AIM:
Repeat verbatim the entries from the line containing "Exercise. Find the phone" through the line containing "pixel 433 613", with both of those lines included.

DATASET ENTRIES:
++++++++

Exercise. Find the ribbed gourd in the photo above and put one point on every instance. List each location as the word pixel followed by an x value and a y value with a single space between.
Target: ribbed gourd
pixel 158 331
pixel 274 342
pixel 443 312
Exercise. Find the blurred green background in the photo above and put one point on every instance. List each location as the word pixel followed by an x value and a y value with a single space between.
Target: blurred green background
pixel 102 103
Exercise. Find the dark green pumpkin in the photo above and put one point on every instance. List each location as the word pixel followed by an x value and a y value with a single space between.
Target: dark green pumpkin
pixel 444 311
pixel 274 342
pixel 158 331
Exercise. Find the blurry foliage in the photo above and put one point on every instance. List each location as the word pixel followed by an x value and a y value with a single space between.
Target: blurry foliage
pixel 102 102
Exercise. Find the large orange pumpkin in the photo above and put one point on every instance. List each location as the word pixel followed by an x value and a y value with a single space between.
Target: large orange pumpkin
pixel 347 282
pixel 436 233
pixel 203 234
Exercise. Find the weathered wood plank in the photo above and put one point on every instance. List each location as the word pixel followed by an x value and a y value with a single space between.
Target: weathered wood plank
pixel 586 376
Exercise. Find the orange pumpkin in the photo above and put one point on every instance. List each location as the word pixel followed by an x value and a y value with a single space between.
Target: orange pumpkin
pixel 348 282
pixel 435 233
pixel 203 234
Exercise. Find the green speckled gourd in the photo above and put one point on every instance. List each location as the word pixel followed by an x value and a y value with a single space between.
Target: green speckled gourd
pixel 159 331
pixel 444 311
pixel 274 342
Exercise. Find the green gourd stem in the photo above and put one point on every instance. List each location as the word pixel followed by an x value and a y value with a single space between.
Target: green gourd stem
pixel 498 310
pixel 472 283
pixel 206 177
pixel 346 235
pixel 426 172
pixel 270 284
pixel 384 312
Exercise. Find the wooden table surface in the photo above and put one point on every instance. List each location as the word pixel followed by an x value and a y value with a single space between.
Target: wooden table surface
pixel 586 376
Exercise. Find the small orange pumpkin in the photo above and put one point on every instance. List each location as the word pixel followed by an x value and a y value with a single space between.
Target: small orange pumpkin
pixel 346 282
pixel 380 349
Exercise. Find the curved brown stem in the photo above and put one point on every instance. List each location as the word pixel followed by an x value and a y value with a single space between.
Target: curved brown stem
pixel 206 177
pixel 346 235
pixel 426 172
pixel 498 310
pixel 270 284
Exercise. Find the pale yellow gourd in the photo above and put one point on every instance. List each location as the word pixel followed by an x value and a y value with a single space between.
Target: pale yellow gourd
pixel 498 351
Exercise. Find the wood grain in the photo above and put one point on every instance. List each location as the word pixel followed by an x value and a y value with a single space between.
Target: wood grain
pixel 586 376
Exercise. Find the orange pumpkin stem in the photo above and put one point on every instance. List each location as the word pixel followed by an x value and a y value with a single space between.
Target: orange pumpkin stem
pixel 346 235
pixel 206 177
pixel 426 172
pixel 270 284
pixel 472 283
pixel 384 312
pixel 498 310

++++++++

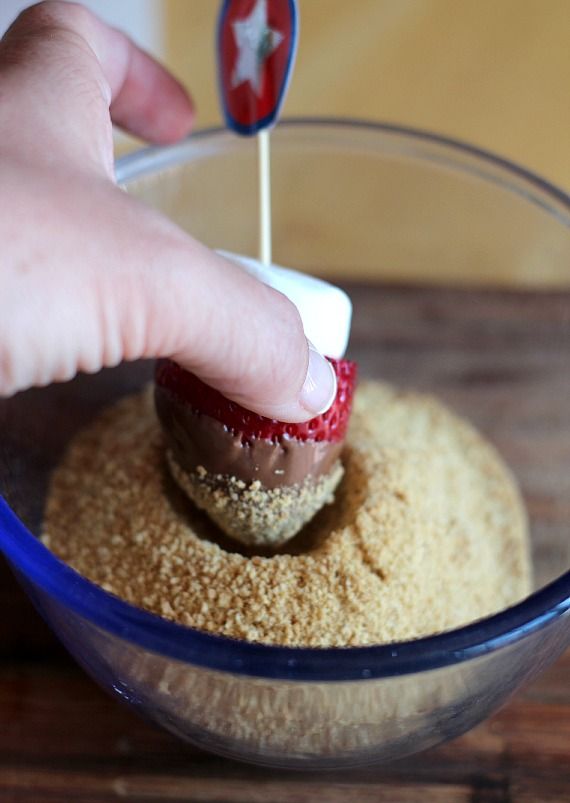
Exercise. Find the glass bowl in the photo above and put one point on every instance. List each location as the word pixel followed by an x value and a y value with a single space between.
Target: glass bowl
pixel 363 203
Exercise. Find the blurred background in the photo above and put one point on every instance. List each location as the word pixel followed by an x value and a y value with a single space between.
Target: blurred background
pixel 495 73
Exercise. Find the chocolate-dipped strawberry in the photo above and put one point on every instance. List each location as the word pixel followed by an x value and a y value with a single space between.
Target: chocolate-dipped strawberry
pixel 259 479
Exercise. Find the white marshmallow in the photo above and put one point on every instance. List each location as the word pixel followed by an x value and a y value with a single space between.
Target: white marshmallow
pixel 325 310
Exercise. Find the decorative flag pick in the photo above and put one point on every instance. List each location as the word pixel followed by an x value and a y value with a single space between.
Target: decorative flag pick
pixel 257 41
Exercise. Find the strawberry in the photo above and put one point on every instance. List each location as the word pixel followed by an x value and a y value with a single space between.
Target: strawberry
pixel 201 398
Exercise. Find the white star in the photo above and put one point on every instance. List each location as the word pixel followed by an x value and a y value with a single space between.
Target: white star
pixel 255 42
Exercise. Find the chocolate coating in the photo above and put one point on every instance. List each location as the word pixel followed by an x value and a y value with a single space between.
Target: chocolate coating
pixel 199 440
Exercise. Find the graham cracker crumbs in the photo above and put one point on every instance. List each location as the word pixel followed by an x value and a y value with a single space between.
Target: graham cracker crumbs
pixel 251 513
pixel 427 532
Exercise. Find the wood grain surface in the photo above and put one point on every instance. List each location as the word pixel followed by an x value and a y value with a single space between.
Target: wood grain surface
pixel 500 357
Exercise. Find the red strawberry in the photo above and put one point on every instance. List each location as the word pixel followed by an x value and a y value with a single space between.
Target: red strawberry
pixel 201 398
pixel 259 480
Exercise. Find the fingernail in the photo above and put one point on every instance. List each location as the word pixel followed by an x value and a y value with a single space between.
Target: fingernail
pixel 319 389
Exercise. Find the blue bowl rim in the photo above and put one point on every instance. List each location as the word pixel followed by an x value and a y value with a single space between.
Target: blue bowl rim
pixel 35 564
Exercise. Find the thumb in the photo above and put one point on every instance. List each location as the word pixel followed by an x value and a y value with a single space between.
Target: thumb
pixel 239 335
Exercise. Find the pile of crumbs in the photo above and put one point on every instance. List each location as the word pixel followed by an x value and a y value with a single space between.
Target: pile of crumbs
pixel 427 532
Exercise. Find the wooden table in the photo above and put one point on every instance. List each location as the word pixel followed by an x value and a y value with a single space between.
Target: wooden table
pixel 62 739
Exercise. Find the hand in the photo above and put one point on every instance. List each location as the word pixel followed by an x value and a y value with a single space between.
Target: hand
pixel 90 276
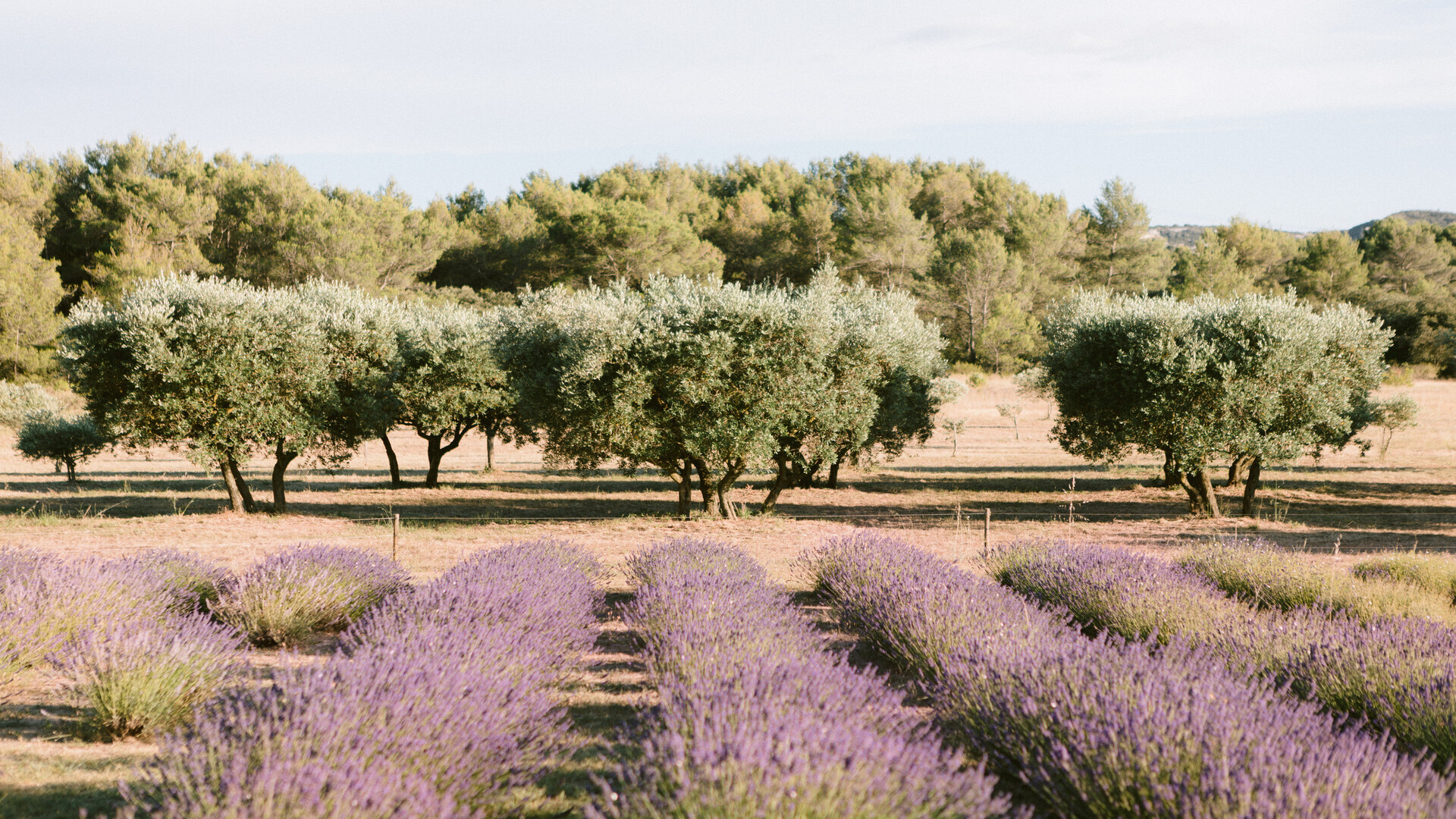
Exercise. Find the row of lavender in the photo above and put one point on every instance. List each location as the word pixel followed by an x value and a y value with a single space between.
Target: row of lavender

++++++++

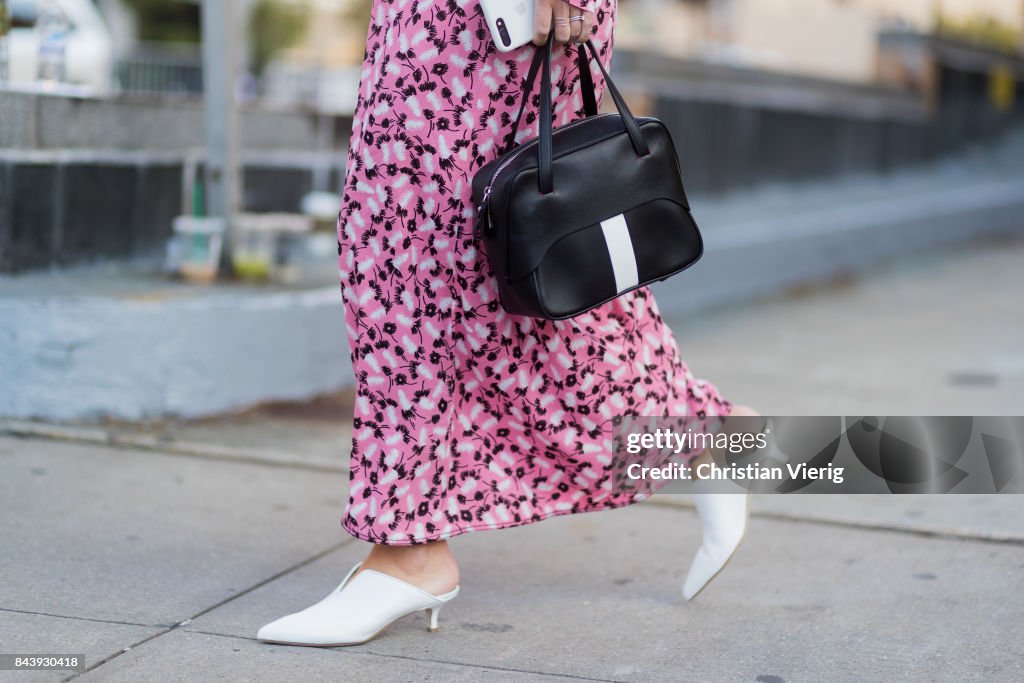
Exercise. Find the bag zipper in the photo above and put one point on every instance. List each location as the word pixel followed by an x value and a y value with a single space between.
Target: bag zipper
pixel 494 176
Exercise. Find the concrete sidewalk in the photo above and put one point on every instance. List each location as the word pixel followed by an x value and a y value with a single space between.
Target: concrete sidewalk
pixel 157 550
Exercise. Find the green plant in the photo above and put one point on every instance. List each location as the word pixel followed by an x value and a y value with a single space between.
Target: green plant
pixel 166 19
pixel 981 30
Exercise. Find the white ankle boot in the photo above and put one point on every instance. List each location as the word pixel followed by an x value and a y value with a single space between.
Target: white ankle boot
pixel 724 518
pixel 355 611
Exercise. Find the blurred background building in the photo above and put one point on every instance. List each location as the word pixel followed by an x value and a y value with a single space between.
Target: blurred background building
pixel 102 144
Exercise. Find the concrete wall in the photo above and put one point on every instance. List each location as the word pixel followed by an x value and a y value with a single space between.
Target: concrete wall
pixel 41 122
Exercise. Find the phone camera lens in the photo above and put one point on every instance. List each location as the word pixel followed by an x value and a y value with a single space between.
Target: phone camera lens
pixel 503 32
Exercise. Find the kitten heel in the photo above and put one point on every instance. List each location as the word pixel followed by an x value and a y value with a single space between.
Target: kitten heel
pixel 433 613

++++++++

RESULT FOR THIS EXERCISE:
Exercise. Find the phone camera lens in the photo above and put one point on every instance. List each location as the word pixel followed by an x value and a y value with a single space between.
Target: phone camera lens
pixel 503 32
Exercise. Find the kitten heel in the photo above and put one point on every instance. List each location as the word pixel followed by an x value and a y value with a single space between.
Target: kitten heel
pixel 433 613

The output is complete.